*** EXTRACT PROVIDED

In separate papers, Lewis (2003) and Haugen (2006) also praise the philosophy of egalitarian spending over the superstar philosophy. Lewis proposes the idea that it is not about how much a team spends on an elite player, but rather how well efficiently they spend money on the entire roster. For a team to find success, Lewis argues, they need to fill out every role evenly, not overpay one and underpay another. Haugen incorporates this philosophy into his own research, wherein he studied whether or not certain positions significantly contribute to team success. In his findings, he discovered that quarterbacks do not significantly contribute to team success. That is not to say that having an elite QB doesn’t help a team win, but rather a team can win with an average/good QB as long as they fill out the rest of the roster efficiently.

******
*** SUPPLIED ENTRIES

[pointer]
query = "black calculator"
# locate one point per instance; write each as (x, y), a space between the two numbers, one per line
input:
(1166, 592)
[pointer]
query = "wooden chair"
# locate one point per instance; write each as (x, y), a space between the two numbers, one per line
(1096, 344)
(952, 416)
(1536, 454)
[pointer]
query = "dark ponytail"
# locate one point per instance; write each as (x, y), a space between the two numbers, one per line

******

Summarize the passage on team spending philosophy in two sentences. The lines after the text aren't needed here.

Lewis (2003) and Haugen (2006) both favor spending evenly across a roster over paying heavily for a superstar, with Lewis arguing that success depends on spending efficiently to fill every role rather than overpaying one player and underpaying another. Haugen studied whether certain positions significantly contribute to team success and found that quarterbacks do not, meaning a team can win with an average or good quarterback if the rest of the roster is filled efficiently.